Dataset entries start
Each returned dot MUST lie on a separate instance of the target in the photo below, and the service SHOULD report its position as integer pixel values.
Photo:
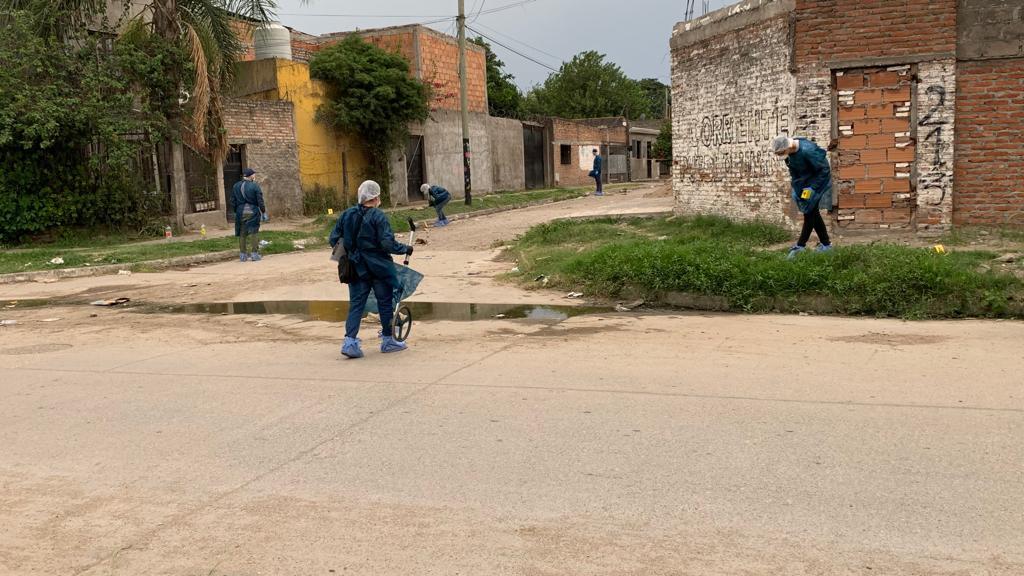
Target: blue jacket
(809, 168)
(370, 247)
(438, 195)
(252, 194)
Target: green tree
(663, 146)
(656, 97)
(504, 97)
(204, 29)
(373, 96)
(75, 120)
(588, 87)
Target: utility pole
(464, 99)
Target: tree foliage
(588, 86)
(373, 96)
(504, 97)
(656, 97)
(74, 119)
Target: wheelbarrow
(409, 280)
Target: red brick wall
(439, 60)
(577, 135)
(989, 167)
(844, 30)
(259, 120)
(876, 151)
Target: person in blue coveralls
(370, 243)
(811, 176)
(438, 197)
(596, 172)
(250, 210)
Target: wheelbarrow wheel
(402, 324)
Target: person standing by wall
(438, 198)
(370, 243)
(250, 210)
(811, 177)
(596, 172)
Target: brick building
(263, 137)
(434, 152)
(572, 142)
(922, 105)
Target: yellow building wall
(325, 157)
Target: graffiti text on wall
(934, 178)
(717, 164)
(754, 126)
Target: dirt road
(651, 443)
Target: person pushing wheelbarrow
(369, 242)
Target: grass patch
(35, 259)
(727, 261)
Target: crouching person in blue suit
(811, 176)
(370, 242)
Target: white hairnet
(368, 191)
(780, 144)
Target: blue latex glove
(806, 200)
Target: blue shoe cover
(351, 348)
(389, 344)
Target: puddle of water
(332, 311)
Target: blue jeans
(439, 208)
(357, 294)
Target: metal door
(532, 148)
(415, 169)
(233, 165)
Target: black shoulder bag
(346, 270)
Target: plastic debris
(112, 302)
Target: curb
(110, 270)
(211, 257)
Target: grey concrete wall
(442, 147)
(276, 165)
(507, 160)
(989, 29)
(496, 146)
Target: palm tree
(206, 29)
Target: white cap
(368, 191)
(780, 144)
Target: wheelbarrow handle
(412, 238)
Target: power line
(440, 17)
(506, 36)
(477, 16)
(513, 50)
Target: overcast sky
(634, 34)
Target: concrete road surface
(605, 444)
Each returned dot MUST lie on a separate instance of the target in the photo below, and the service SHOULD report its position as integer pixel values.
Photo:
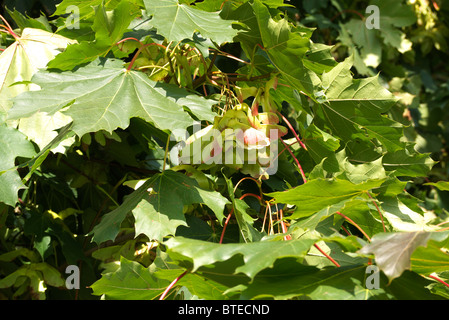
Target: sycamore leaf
(109, 27)
(322, 194)
(353, 109)
(441, 185)
(105, 97)
(256, 255)
(406, 163)
(13, 144)
(31, 52)
(176, 22)
(157, 206)
(131, 281)
(286, 47)
(392, 251)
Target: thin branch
(378, 210)
(297, 162)
(326, 255)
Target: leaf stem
(140, 50)
(378, 210)
(171, 285)
(292, 130)
(439, 280)
(355, 225)
(326, 255)
(297, 162)
(232, 210)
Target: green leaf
(105, 97)
(321, 194)
(32, 51)
(157, 207)
(256, 255)
(405, 163)
(177, 22)
(289, 280)
(286, 46)
(13, 144)
(109, 27)
(353, 111)
(131, 281)
(441, 185)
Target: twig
(171, 285)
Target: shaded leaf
(157, 207)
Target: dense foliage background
(83, 185)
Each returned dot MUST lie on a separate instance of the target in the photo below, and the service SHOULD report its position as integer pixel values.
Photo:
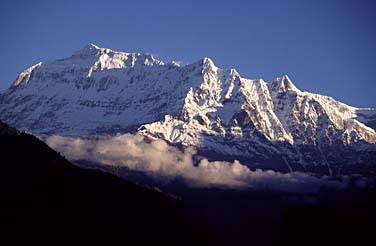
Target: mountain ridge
(100, 91)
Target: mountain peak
(283, 84)
(87, 50)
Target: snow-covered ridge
(101, 91)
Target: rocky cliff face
(269, 125)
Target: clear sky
(325, 46)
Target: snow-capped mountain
(268, 125)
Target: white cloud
(158, 159)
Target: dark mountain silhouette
(44, 198)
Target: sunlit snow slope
(274, 125)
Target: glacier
(98, 91)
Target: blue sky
(327, 47)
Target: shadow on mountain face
(44, 198)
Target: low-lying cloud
(158, 159)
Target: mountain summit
(268, 125)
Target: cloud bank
(158, 159)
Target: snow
Dataset entries end
Quote all of the material above word for word, omitting the pictures.

### Expected answer
Each returned dot MUST lie on a separate instance of the target in the photo below, and the service SHOULD report its position as integer pixel values.
Photo:
Target: blue jacket
(809, 168)
(370, 247)
(438, 195)
(252, 194)
Target: green tree
(663, 146)
(656, 97)
(504, 97)
(204, 29)
(373, 96)
(75, 120)
(588, 87)
Target: utility pole
(464, 99)
Target: tree foliage
(588, 86)
(373, 96)
(504, 97)
(656, 97)
(74, 119)
Target: wheelbarrow
(409, 280)
Target: red brick wall
(439, 60)
(577, 135)
(989, 167)
(844, 30)
(259, 120)
(876, 151)
Target: person in blue coveralls
(370, 243)
(811, 176)
(438, 197)
(596, 172)
(250, 210)
Target: wheelbarrow wheel
(402, 324)
Target: person standing by wall
(438, 198)
(370, 243)
(250, 210)
(811, 177)
(596, 172)
Target: brick building
(263, 137)
(434, 152)
(572, 142)
(922, 105)
Target: yellow building wall
(325, 157)
Target: graffiti text on wall
(934, 178)
(717, 164)
(754, 126)
Target: dirt road
(651, 443)
Target: person pushing wheelbarrow
(369, 242)
Target: grass patch
(35, 259)
(727, 261)
Target: crouching person in blue suit
(811, 176)
(370, 242)
Target: white hairnet
(368, 191)
(780, 144)
Target: blue latex glove
(806, 200)
Target: blue shoe cover
(351, 348)
(389, 344)
Target: puddle of water
(332, 311)
Target: blue jeans
(439, 208)
(357, 294)
Target: metal door
(532, 148)
(415, 169)
(233, 165)
Target: black shoulder bag
(346, 270)
Target: plastic debris
(112, 302)
Target: curb
(110, 270)
(211, 257)
Target: grey concrete wall
(442, 147)
(276, 165)
(507, 160)
(989, 29)
(496, 146)
Target: palm tree
(206, 29)
Target: white cap
(368, 191)
(780, 144)
Target: wheelbarrow handle
(412, 238)
Target: power line
(440, 17)
(506, 36)
(477, 16)
(513, 50)
Target: overcast sky
(634, 34)
Target: concrete road surface
(605, 444)
Each returned dot MUST lie on a separate instance of the target in the photo below, and the service SHOULD report its position as integer pixel values.
Photo:
Target: sycamore leaf
(109, 27)
(322, 194)
(353, 109)
(441, 185)
(105, 97)
(256, 255)
(406, 163)
(13, 144)
(31, 52)
(176, 22)
(157, 206)
(131, 281)
(286, 47)
(392, 251)
Target: thin branch
(378, 210)
(297, 162)
(326, 255)
Target: leaf stem
(140, 50)
(378, 210)
(171, 285)
(292, 130)
(439, 280)
(355, 225)
(326, 255)
(297, 162)
(232, 210)
Target: green leaf
(105, 97)
(321, 194)
(32, 51)
(157, 207)
(256, 255)
(405, 163)
(177, 22)
(289, 280)
(286, 46)
(13, 144)
(109, 27)
(353, 111)
(131, 281)
(441, 185)
Target: twig
(171, 285)
Target: shaded leaf
(157, 207)
Target: dense foliage background
(83, 185)
Each returned dot MUST lie on a separate instance of the target in the photo below, and the service SHOULD report its position as integer pixel values.
Photo:
Target: mountain ridge
(100, 91)
Target: mountain peak
(283, 84)
(87, 50)
Target: snow-covered ridge
(101, 91)
Target: rocky cliff face
(269, 125)
Target: clear sky
(325, 46)
Target: snow-capped mountain
(268, 125)
Target: white cloud
(158, 159)
Target: dark mountain silhouette
(44, 198)
Target: sunlit snow slope
(274, 125)
Target: glacier
(98, 91)
Target: blue sky
(327, 47)
Target: shadow on mountain face
(44, 198)
Target: low-lying cloud
(158, 159)
Target: mountain summit
(268, 125)
Target: cloud bank
(158, 159)
Target: snow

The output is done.